The annual on farm Bull Sale will be conducted in accordance with Conditions of Sale as set down by the Gisborne Stock and Station Association, a copy of which will be exhibited at the Sale.

Purchasers Rebate: All intending purchasers must register prior to the annual Bull Sale. A 5% purchasing rebate will be paid to all non participating companies, in agreeance with Lane Bros Ltd’s Agency Terms, for introducing buyers to the on farm sale.

Agency Terms can be sourced directly from


These Terms of Sale and any additional terms on any applicable Livestock Sale Docket, sale
or delivery note, receipt, invoice or other relevant document prepared by Lane Brothers in
relation to any Sale apply to the purchase of Products from Lane Brothers, whether such Sale
is completed by written agreement, electronic record or oral communication unless stated
otherwise by Lane Brothers.

    1.  “Lane Brothers”, “We” or “Us” means Lane Bros Holdings Limited & Lane Bros
    2. “PPSA” means the Personal Property Securities Act 1999.
    3. “Products” means all products, merchandise, livestock, Semen and services (including
      services provided for no fee) supplied by Us to You from time to time, including:

      1. (a) The products, merchandise, livestock or services described or referred to
        (whether by item, product category, brand, kind or otherwise) in the delivery
        docket, invoice or like equivalent document that We give You; and
      2. (b) Solely for the purposes of the application of the PPSA:
        1. (i) Where any products, merchandise or livestock purchased by You from
          Us are Your inventory (as defined in the PPSA), then also inventory for
          so long as You hold it as such; and
        2. (ii) In the case of livestock including, all unborn Young and the natural
          increase of such livestock, all horns, antlers, other appendages, hair and
          wool (in each case, whether removed from the livestock or not) of such
          livestock, and all other produce and meat of such livestock.
    4.  “Purchaser” or “You” means the purchaser of Products.
    5.  “Sale” means any sale of Products where Lane Brothers is the Vendor.

● ● ● ● ● ● ●

#### Instruction 1:
List every term that appears in quotation marks in the numbered definitions of the terms of sale above.

● ● ● ● ● ● ●

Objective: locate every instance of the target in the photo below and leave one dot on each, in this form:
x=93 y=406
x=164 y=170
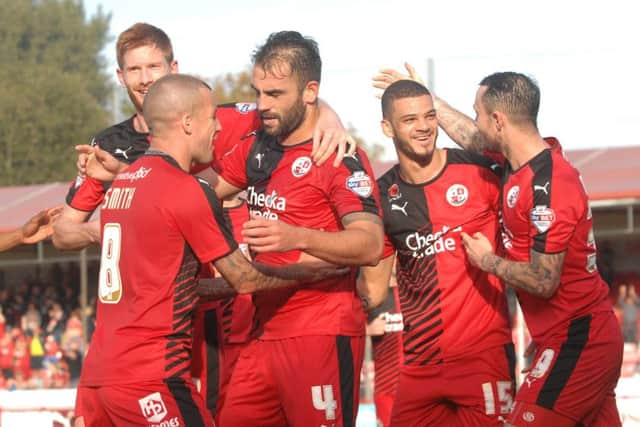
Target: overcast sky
x=584 y=54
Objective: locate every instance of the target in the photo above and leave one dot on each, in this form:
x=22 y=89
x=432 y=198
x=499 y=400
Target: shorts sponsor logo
x=245 y=107
x=393 y=322
x=541 y=367
x=360 y=183
x=394 y=192
x=400 y=208
x=512 y=196
x=301 y=166
x=153 y=408
x=259 y=158
x=457 y=195
x=542 y=218
x=322 y=397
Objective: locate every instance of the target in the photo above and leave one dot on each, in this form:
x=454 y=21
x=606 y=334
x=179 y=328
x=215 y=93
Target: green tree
x=53 y=87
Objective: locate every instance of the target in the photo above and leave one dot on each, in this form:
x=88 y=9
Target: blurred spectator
x=2 y=322
x=628 y=304
x=42 y=341
x=36 y=349
x=72 y=356
x=55 y=326
x=6 y=355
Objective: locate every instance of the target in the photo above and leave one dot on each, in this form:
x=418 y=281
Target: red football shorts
x=172 y=402
x=300 y=381
x=473 y=391
x=573 y=379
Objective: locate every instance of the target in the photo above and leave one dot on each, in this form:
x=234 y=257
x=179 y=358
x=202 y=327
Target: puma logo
x=122 y=152
x=259 y=158
x=542 y=188
x=402 y=208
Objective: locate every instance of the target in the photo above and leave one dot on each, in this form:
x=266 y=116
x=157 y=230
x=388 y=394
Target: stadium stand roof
x=611 y=176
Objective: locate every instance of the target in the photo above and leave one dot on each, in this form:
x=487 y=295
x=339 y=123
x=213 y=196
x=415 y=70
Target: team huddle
x=219 y=310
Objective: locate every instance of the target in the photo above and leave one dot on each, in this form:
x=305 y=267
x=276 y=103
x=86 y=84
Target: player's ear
x=387 y=129
x=498 y=118
x=187 y=123
x=310 y=92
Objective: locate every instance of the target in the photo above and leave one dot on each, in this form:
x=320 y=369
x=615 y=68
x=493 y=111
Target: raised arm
x=37 y=228
x=373 y=283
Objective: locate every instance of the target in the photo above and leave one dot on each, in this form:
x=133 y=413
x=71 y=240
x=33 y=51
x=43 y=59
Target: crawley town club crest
x=360 y=183
x=512 y=196
x=301 y=166
x=457 y=195
x=394 y=192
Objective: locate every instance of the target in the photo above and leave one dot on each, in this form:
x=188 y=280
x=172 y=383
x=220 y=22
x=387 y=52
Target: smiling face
x=142 y=66
x=280 y=101
x=413 y=126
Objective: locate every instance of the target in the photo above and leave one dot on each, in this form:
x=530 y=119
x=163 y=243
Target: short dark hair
x=300 y=53
x=143 y=34
x=399 y=90
x=514 y=94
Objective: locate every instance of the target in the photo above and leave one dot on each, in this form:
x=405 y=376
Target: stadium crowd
x=42 y=341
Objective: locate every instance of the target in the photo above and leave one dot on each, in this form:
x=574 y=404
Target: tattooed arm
x=460 y=128
x=540 y=276
x=360 y=243
x=243 y=277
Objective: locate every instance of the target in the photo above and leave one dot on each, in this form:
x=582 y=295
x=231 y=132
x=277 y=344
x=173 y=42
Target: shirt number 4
x=504 y=400
x=110 y=284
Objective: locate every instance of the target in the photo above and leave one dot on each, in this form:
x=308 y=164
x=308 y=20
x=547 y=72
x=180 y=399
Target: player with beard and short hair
x=137 y=368
x=549 y=257
x=313 y=334
x=458 y=356
x=145 y=54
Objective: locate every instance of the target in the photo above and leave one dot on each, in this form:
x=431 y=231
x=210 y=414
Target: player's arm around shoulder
x=539 y=277
x=359 y=243
x=73 y=231
x=373 y=283
x=240 y=276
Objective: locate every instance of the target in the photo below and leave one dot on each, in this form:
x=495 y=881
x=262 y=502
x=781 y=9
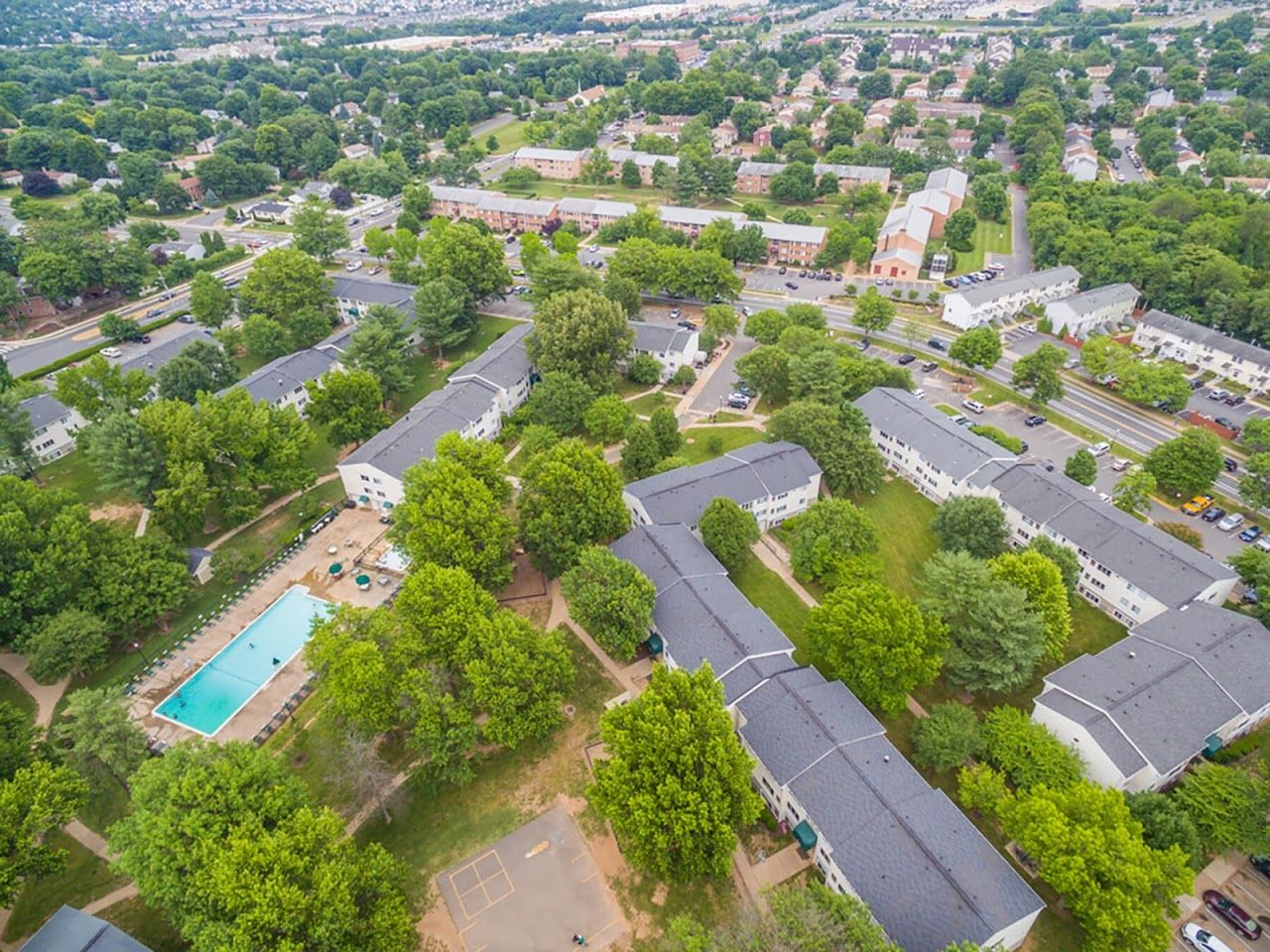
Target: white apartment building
x=1164 y=334
x=1003 y=298
x=1092 y=311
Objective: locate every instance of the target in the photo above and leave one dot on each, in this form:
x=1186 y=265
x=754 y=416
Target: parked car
x=1241 y=921
x=1197 y=506
x=1202 y=939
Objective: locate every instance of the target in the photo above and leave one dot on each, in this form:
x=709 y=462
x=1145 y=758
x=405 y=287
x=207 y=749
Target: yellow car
x=1198 y=506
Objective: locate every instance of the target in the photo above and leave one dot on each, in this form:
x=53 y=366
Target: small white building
x=54 y=426
x=1091 y=311
x=1179 y=685
x=671 y=347
x=1003 y=298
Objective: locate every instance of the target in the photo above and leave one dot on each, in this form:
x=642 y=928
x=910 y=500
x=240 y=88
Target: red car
x=1236 y=918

● ● ● ● ● ● ●

#### Instruction 2:
How many lines of the records contain the word "stadium"? Give only the number.

#### Result 1:
"Lane Brothers", "We", "Us", "PPSA", "Products", "Purchaser", "You", "Sale"

#### Result 2:
2